Task :: In the copy, leave out the pictures and repeat all records exactly.

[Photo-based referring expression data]
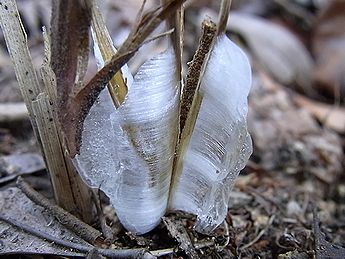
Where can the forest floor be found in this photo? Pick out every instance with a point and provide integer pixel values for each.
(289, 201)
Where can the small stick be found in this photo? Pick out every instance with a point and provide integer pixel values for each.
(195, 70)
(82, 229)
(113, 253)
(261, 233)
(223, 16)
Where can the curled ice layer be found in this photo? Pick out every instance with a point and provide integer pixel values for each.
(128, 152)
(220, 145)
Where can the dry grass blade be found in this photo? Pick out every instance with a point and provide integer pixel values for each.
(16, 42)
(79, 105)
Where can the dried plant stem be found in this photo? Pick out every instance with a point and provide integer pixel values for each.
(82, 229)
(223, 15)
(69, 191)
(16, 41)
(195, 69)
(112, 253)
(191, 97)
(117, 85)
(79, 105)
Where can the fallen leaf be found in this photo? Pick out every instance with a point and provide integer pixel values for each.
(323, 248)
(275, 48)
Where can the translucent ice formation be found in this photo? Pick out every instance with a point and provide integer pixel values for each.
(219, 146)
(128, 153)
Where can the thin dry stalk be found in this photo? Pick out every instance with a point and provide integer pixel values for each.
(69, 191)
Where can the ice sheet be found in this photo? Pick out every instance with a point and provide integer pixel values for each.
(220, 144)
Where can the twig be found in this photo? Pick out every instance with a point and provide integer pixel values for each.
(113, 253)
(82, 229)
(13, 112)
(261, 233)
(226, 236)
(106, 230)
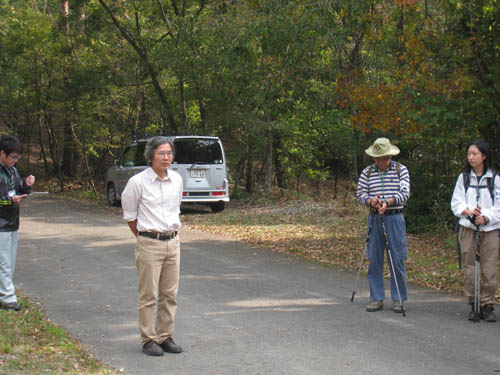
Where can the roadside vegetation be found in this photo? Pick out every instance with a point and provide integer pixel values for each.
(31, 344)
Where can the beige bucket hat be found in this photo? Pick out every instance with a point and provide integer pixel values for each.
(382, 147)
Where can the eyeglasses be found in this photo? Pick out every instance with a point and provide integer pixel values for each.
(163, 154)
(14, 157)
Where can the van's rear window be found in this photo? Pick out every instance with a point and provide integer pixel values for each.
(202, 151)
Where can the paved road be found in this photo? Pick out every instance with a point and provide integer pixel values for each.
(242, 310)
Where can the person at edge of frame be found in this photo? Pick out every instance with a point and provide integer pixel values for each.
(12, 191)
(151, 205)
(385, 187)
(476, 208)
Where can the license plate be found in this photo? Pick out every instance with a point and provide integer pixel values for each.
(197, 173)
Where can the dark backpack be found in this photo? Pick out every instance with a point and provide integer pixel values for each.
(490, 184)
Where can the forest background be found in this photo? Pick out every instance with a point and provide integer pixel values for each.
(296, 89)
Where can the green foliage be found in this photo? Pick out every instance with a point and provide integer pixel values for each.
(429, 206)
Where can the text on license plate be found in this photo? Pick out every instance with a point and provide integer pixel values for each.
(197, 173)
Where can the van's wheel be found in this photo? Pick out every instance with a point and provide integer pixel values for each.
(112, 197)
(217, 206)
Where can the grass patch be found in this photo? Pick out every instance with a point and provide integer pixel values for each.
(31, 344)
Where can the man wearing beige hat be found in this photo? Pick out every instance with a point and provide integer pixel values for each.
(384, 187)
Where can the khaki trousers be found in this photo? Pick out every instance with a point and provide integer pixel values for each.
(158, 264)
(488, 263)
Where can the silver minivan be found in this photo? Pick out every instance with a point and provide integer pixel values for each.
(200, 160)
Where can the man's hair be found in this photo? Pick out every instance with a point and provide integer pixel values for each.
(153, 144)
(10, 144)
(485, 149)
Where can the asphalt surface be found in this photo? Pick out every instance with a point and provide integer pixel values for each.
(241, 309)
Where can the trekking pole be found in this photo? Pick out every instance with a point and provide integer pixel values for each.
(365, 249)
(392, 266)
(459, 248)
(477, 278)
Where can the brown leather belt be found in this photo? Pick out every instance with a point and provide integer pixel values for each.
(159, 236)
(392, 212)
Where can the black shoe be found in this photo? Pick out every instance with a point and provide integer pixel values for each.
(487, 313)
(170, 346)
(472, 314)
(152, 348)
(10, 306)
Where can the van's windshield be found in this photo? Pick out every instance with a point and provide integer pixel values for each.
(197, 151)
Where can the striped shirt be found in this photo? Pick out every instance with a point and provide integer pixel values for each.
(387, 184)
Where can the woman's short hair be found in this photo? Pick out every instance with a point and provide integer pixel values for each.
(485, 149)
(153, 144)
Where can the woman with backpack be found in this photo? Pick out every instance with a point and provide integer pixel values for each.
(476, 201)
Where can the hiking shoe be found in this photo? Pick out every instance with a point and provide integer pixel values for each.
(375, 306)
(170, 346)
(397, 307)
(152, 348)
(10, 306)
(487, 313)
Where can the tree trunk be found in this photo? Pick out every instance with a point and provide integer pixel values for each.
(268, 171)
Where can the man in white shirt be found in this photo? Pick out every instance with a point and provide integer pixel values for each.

Written response ::
Where can the forest floor be found in this photo? Pick out every instance with a point and provide integer pixel values for each.
(289, 201)
Where can the small stick be found in this photo? Pick out every instance with a point and provide integer pixel values for each.
(195, 70)
(82, 229)
(113, 253)
(261, 233)
(223, 16)
Where can the curled ice layer be found in this photo? Pick out every instance with a point and provide integer pixel values for each.
(128, 152)
(220, 145)
Where can the dry grass blade be found in this photo? Pick out every instance with a point and provide integer pixel values for each.
(16, 42)
(79, 105)
Where can the dried plant stem be found in this photo? Pick out every instance with a point and provide integer pixel values for each.
(82, 229)
(223, 15)
(69, 191)
(16, 41)
(195, 69)
(112, 253)
(191, 97)
(117, 85)
(79, 105)
Where can the fallen leaf be found in this photo? Pick out every instance with a point and provide integer pixel values for each.
(323, 248)
(275, 48)
Where can the translucent ice formation be found in this photo? Pick out every instance with a point and provide integer pixel values for each.
(219, 146)
(128, 153)
Where can the thin dry stalk be found in this photo? Pick out every instance with a point and provide integer pixel values for each.
(69, 191)
Where can the ice sheet be found in this photo? Pick out every instance with a point and provide integer pixel values for each.
(220, 144)
Where can the twig be found in this photo? Pick out every instance with a point and provide integer pixel values for each.
(113, 253)
(82, 229)
(13, 112)
(261, 233)
(226, 236)
(106, 230)
Where can the roadside vegetation be found in this photo? Pick out every instance with a point and provide integer pixel values for each.
(31, 344)
Where can the beige bucket hat be found in this photo? Pick out every instance with a point and provide integer pixel values for each.
(382, 147)
Where can the eyeglasses be found in this photo? Pick out every instance with a point and provide integer pixel values for each.
(163, 154)
(14, 157)
Where can the van's rear window be found in this photo? Pick out every instance with a point and provide integer pixel values for each.
(202, 151)
Where can the paved road be found in this photo? Pick out every instance with a point and provide integer pixel values for each.
(242, 310)
Where can the person at edge of frame be found in this photo? Pick out every instance with a point and provide integer pixel values for each.
(12, 191)
(151, 205)
(385, 187)
(476, 208)
Where can the license plate be found in this photo? Pick out every instance with a point and provide integer pixel values for each.
(197, 173)
Where can the dark backpack be found in this photo? Pick out every instance with a point and provide integer pixel values for each.
(490, 184)
Where can the forest background be found in this photo? Pick out every instance with a point and provide integer pixel values for each.
(296, 89)
Where can the green foliage be found in this photo? Pick out every instance with a point and provide integer pixel values for each.
(429, 206)
Where can the text on license plate be found in this photo? Pick out every instance with a point and provide integer pixel values for each.
(197, 173)
Where can the van's wheel be found in this photo? Pick out every instance with a point and provide integer pixel values for each.
(112, 197)
(217, 206)
Where can the grass patch be found in this photo? Pick out every instance with a point and provide integer pixel values for each.
(31, 344)
Where can the man wearing beige hat be found in this photo? Pick out every instance with a point and provide integer pixel values for each.
(384, 187)
Where can the khaki trousers be found in this photo? Pick out every instance with a point and provide integer pixel values for each.
(158, 264)
(488, 263)
Where can the silver minivan be found in this photo? Pick out every instance with a point and provide integer pixel values for each.
(200, 160)
Where can the man's hair be found in this photo? Pick out every instance with a point and provide integer pixel values for each.
(153, 144)
(10, 144)
(485, 149)
Where can the asphalt surface be found in this photo? Pick out every instance with a point and provide integer pixel values for each.
(241, 309)
Where can the trekking pole be found in this photo? Pick out every instance with a point and provide integer pixel values for each.
(365, 249)
(392, 266)
(459, 248)
(477, 278)
Where can the brown leather belt be found in this photo? Pick out every instance with a point and provide integer pixel values for each.
(159, 236)
(392, 212)
Where can the black shoe be found in this photo? Pick out every instance with a point and provide integer pixel values for each.
(487, 313)
(170, 346)
(472, 314)
(152, 348)
(10, 306)
Where can the van's windshield be found in this photo? Pick out every instance with a point and provide integer pixel values for each.
(197, 151)
Where can the striped shirt be found in this photo? Pick out every instance with a point and provide integer pixel values for each.
(387, 184)
Where can the woman's short hair be found in this photo? Pick out every instance with a point and provide integer pixel values for each.
(485, 149)
(153, 144)
Where can the woman with backpack be found in this photo? Pick out every instance with a point and provide integer pixel values for each.
(476, 201)
Where can the hiking shoe be found in this photo? Pick out every instance with a point and provide integer pixel values for each.
(375, 306)
(170, 346)
(397, 307)
(152, 348)
(10, 306)
(487, 313)
Where can the tree trunk be found in this photo? Pick out every instance with a point and provide integer pixel values for each.
(268, 171)
Where can the man in white shirt be found in this photo? Pick out every instance with a point and provide integer pixel values for each.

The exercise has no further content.